==== TASK INPUTS
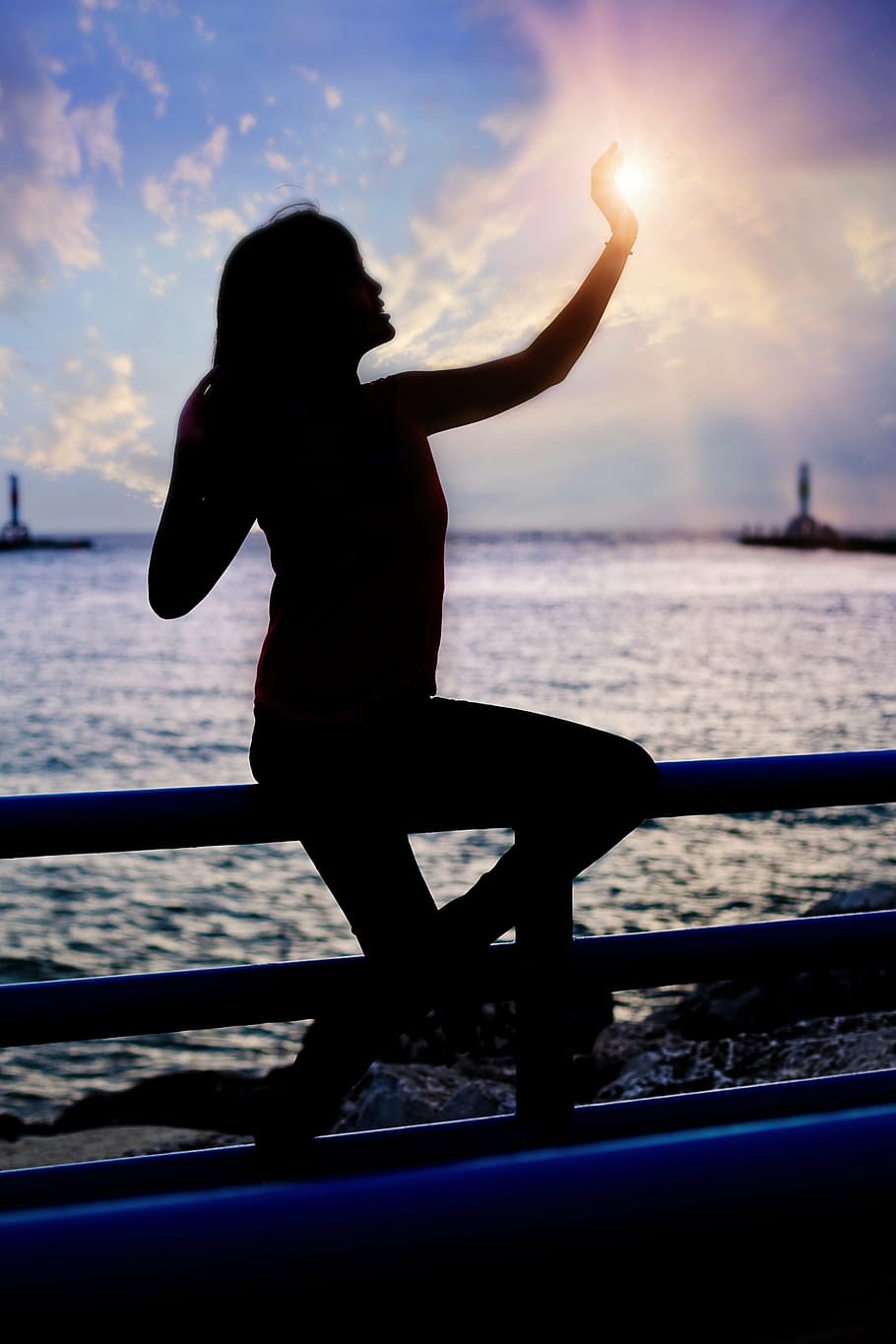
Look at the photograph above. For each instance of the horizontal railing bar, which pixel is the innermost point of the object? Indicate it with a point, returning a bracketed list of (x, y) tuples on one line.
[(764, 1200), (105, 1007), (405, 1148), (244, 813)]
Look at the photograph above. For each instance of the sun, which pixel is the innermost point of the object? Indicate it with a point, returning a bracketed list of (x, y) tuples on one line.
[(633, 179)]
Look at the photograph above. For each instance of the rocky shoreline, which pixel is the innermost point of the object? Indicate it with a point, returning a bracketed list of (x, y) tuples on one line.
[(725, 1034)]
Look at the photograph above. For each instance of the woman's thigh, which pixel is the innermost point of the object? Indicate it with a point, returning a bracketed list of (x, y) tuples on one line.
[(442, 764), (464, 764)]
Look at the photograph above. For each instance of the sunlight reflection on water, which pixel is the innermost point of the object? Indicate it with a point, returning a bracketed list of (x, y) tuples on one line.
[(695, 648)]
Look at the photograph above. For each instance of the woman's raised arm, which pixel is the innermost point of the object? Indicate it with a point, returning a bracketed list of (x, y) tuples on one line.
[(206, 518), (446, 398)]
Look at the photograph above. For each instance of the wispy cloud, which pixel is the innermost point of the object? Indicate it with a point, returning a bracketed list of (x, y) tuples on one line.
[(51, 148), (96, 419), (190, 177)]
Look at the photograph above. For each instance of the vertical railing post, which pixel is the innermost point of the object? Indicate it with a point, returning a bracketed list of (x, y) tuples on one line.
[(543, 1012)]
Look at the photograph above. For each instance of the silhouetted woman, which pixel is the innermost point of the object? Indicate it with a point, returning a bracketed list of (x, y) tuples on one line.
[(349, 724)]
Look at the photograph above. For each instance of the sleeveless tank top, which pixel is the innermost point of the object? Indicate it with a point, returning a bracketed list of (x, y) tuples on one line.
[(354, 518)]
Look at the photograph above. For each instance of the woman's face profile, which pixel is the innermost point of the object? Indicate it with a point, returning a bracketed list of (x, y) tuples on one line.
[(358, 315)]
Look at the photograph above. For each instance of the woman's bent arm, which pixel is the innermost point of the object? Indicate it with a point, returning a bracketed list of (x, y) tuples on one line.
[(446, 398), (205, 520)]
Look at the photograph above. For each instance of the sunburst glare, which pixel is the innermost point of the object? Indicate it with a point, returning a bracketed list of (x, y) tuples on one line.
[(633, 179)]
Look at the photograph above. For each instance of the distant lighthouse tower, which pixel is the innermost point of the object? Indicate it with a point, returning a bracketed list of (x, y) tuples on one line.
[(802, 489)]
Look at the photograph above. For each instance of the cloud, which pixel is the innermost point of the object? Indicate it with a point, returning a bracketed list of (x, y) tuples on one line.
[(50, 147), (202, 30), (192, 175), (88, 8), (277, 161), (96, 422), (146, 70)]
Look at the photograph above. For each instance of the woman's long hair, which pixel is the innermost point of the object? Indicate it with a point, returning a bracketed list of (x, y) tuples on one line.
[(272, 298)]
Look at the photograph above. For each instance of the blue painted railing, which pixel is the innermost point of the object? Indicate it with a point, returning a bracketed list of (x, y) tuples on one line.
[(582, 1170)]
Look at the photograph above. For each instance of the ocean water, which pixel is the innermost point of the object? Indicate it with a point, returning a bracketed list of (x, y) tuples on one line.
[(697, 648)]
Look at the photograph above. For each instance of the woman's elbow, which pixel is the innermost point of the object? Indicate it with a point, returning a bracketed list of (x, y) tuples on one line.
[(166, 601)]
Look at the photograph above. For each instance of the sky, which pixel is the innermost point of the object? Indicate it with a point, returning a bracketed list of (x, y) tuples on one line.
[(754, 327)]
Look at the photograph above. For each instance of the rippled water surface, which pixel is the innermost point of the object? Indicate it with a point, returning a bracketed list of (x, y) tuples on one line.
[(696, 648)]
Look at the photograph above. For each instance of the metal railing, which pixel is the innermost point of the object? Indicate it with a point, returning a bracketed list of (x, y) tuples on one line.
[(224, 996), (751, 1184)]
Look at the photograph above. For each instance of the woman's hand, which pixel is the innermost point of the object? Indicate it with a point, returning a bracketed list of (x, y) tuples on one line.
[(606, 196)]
========
==== TASK INPUTS
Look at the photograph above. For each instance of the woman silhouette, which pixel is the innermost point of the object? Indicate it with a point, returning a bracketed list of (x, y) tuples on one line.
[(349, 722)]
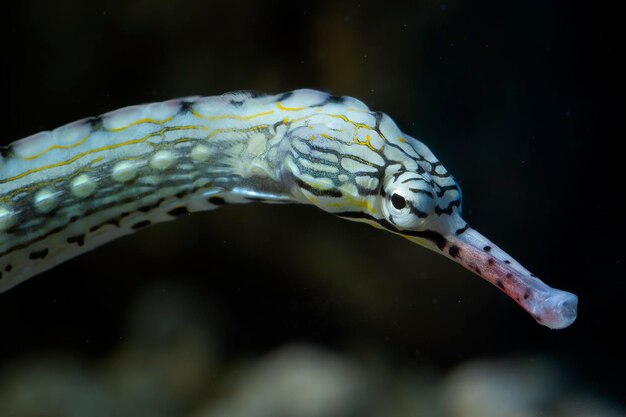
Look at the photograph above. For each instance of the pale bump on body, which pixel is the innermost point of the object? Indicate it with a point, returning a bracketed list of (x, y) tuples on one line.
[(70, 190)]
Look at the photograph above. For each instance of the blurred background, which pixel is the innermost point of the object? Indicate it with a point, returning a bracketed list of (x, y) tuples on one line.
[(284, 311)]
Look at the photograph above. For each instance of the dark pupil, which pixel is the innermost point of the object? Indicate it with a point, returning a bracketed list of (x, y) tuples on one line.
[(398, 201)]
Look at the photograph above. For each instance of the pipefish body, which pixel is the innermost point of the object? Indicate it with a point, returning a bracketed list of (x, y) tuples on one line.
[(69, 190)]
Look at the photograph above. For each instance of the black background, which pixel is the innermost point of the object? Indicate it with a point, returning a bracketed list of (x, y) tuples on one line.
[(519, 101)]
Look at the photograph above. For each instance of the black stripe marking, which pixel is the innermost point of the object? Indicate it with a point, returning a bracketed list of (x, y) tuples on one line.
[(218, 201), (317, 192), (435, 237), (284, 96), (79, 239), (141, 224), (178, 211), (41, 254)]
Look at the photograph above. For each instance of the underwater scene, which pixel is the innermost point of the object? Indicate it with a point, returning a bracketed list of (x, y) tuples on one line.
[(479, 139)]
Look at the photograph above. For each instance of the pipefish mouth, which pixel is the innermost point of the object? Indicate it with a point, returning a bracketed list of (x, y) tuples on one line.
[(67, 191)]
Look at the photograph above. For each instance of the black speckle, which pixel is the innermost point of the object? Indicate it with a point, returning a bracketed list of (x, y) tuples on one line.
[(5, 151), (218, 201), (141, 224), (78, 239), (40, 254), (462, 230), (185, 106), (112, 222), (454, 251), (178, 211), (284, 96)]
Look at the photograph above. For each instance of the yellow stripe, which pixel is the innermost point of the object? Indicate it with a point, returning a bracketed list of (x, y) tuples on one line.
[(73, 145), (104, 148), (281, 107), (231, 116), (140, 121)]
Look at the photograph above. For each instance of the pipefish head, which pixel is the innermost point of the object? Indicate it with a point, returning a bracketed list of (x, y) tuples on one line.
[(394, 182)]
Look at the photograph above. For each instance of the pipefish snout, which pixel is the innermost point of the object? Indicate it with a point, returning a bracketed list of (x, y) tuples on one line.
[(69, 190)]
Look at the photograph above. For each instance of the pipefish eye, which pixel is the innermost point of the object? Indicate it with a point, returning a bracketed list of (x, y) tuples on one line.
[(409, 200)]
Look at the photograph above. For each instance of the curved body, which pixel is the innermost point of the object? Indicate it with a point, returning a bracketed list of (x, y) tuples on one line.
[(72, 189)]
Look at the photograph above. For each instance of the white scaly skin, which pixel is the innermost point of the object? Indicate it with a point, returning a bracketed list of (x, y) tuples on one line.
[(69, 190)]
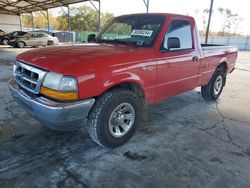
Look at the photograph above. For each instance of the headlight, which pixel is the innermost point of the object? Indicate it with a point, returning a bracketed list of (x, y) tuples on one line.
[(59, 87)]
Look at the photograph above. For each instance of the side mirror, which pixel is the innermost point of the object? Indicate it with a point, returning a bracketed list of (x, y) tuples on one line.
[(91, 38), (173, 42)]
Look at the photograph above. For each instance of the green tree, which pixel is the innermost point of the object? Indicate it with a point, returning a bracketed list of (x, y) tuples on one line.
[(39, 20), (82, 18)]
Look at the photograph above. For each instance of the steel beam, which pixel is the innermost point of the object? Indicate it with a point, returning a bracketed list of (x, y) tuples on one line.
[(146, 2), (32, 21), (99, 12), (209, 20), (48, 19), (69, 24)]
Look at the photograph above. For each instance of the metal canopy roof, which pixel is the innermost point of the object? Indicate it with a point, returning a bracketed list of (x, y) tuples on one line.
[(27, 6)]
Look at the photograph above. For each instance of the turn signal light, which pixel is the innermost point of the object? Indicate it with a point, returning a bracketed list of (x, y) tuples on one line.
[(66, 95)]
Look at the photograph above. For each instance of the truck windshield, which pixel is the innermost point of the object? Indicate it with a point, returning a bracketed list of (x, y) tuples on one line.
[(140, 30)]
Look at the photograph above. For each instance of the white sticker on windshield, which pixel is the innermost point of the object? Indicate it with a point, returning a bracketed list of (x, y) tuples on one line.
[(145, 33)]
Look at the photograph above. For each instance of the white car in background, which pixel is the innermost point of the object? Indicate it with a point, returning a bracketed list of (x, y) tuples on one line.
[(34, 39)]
========
==== TASK INPUTS
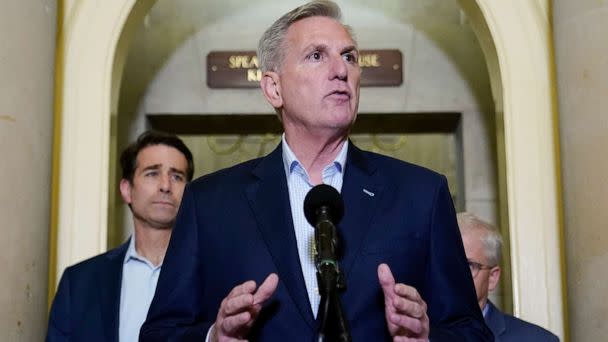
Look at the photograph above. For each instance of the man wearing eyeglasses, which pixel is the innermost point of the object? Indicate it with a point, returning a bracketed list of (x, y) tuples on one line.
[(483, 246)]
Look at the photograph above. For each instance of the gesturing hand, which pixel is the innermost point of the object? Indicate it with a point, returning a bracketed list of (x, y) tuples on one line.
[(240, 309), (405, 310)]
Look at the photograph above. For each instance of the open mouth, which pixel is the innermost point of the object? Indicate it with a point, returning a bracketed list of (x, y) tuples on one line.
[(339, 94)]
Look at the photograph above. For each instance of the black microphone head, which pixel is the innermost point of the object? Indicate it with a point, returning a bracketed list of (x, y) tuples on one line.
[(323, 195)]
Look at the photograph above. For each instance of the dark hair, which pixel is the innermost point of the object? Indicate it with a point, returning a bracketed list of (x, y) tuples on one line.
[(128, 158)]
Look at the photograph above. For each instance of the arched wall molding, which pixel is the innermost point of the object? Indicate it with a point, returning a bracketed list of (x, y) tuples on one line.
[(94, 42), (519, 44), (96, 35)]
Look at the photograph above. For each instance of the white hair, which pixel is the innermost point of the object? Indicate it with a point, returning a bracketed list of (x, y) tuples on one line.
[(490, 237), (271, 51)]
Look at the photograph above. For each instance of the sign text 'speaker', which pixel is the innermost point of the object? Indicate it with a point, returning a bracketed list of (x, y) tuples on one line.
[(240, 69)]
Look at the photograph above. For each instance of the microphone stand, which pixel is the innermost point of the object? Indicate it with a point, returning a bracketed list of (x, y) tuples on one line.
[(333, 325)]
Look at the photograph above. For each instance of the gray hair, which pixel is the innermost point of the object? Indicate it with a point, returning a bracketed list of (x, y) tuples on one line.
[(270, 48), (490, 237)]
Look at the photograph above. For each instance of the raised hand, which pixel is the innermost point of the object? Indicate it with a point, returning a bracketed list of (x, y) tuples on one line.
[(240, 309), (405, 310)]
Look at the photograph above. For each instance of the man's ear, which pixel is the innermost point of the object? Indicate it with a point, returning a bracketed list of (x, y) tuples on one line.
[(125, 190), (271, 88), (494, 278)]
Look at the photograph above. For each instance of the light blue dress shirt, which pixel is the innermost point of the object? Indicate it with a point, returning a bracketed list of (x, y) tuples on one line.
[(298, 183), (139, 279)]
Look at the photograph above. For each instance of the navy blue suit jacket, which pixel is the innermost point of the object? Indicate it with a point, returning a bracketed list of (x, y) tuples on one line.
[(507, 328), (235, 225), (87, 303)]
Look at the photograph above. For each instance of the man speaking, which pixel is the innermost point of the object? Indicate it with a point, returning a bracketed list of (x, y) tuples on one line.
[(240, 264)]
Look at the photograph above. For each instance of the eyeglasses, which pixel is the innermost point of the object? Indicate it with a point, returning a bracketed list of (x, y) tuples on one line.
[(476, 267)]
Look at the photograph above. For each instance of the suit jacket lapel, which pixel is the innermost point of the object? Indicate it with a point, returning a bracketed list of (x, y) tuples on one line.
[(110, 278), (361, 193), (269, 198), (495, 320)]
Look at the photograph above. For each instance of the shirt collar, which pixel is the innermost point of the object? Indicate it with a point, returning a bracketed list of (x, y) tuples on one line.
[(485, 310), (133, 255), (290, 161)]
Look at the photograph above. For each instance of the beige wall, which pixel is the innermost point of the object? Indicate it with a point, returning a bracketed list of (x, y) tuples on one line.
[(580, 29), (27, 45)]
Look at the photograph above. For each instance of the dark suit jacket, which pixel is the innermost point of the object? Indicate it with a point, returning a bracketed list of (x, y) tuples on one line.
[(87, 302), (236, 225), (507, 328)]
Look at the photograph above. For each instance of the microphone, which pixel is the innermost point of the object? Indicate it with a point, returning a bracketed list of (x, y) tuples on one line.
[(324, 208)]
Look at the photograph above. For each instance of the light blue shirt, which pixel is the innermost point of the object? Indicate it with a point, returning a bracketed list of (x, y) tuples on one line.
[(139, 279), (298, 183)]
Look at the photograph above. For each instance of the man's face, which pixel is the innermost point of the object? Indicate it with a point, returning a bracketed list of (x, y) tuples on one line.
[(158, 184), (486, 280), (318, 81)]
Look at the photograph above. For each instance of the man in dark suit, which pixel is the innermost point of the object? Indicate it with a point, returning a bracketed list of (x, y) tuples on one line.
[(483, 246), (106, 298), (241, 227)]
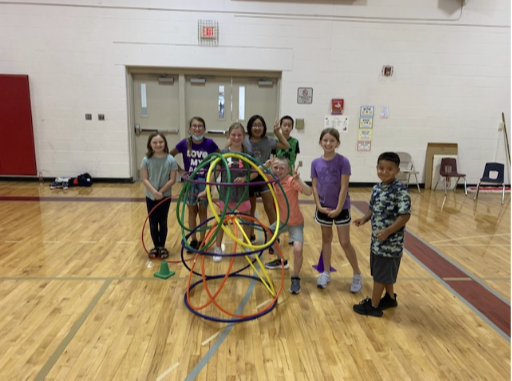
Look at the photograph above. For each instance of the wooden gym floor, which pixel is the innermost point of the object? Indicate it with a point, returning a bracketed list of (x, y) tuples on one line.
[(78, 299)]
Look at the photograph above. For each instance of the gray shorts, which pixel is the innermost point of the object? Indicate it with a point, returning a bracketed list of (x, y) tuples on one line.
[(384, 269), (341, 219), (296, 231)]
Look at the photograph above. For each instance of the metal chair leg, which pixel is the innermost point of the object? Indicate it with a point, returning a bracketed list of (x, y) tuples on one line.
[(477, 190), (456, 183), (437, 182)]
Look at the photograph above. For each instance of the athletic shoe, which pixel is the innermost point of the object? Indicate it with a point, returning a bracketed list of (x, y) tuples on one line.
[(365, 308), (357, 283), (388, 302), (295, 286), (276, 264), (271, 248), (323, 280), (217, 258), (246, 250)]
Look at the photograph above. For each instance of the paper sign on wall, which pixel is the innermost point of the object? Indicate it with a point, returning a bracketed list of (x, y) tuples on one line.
========
**OBJECTIVE**
Render the material from the line containing "of the horizontal" up to and including the line containing "[(442, 764), (464, 764)]" as a JSON list of strings, one string per line, leaving out blank lines.

**RESPONSE TO THIS TASK**
[
  "Look at the photograph above. For each instance of the horizontal railing bar, which pixel is the innermost point of the object? Indicate it with a point, returning a bracketed list of (x, y) tuples on one line.",
  "[(764, 1200), (105, 1007), (405, 1148), (244, 813)]",
  "Look at the photograph above. For each instance of the sun, which pixel is the innermost point of the object? Indicate it with a point, returning a bracketed list of (x, y) tuples on one line.",
  "[(633, 179)]",
  "Look at the photograph above. For each instance of the rocky shoreline, which pixel is the innermost point of the object? Indicate it with a point, returning a bracketed list of (x, y) tuples on one line.",
  "[(725, 1034)]",
  "Look at the photograph above. For each instance of the woman's thigh, which pixel is the innermost point of the object? Indicate it with a point, returning a bracketed list of (x, y) tuples on one line.",
  "[(442, 764), (464, 764)]"
]